TAREFA A REALIZAR —
Extraia todas as linhas abaixo que contêm a palavra "roof", levando em conta maiúsculas e minúsculas.

MATERIAL DO EXERCÍCIO —
________________________

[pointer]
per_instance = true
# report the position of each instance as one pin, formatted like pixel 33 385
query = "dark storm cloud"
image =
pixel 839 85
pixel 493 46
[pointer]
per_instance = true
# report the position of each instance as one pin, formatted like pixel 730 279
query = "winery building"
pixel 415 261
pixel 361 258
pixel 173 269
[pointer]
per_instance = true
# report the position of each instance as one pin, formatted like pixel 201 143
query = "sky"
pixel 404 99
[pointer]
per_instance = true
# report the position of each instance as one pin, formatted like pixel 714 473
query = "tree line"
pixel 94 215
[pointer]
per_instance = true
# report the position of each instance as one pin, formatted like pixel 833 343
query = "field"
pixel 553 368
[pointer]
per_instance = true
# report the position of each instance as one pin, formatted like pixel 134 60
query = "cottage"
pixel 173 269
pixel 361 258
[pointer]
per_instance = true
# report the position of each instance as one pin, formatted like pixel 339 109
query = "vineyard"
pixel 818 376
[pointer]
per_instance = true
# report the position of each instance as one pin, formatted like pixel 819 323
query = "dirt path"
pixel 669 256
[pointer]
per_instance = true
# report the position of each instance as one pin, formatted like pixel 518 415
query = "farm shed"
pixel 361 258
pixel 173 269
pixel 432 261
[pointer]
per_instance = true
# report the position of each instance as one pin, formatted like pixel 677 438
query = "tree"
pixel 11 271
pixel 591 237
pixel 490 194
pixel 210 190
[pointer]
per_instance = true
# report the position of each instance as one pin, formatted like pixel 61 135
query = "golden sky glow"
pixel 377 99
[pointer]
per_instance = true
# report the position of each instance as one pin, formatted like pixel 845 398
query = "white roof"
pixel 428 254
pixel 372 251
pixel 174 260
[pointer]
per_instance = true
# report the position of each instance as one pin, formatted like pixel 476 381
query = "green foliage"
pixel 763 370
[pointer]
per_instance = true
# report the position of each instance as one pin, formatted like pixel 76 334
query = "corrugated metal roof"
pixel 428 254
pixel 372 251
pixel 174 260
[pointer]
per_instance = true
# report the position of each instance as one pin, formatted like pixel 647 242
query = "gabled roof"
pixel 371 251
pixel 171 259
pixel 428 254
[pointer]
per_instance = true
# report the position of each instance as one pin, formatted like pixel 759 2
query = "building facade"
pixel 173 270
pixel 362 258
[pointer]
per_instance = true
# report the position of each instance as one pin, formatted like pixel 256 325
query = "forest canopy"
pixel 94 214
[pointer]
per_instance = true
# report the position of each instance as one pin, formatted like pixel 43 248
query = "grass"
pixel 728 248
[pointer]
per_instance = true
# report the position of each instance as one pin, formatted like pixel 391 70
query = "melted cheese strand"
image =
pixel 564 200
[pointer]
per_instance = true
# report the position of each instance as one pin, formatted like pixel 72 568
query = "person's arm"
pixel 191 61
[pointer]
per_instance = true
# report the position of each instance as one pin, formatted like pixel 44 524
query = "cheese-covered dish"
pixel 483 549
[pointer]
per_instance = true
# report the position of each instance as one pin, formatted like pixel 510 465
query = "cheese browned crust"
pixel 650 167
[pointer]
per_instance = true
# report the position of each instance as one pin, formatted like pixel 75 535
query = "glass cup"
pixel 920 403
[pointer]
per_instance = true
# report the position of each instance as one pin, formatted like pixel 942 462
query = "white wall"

________________________

RESULTADO —
query = "white roof"
query = "corrugated metal roof"
query = "gabled roof"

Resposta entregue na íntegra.